►

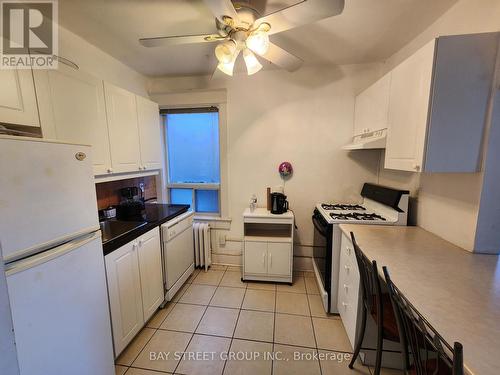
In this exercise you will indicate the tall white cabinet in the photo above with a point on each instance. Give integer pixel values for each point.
(72, 109)
(438, 105)
(17, 98)
(372, 107)
(135, 286)
(148, 119)
(123, 128)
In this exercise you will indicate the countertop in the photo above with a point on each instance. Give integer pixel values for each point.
(152, 216)
(458, 292)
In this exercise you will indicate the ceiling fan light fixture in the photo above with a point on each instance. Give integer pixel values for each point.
(258, 42)
(253, 65)
(228, 68)
(225, 51)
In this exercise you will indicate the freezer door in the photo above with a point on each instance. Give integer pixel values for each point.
(60, 311)
(47, 195)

◄

Copy all the records above exactly, but leave out the pictures.

* **Task response**
In this exercise you will indicate the tall white cabinet in the photo above with a point on each instance. Give integer pixel values for each point.
(72, 109)
(438, 105)
(17, 98)
(372, 107)
(135, 286)
(148, 119)
(123, 128)
In this exercise you will indicate the countertop in the photo above with a point on each instance. Give integer pixel values for each point.
(152, 216)
(458, 292)
In this exercise you will indicate the ceiling fan light fixture in the photo above with a point on each instance. Give integer pixel values for each point.
(258, 42)
(253, 65)
(228, 68)
(225, 51)
In this exercise you will indicate the freezer door in the photo above with a point on each instance. Give integer pixel values for each point.
(60, 311)
(47, 195)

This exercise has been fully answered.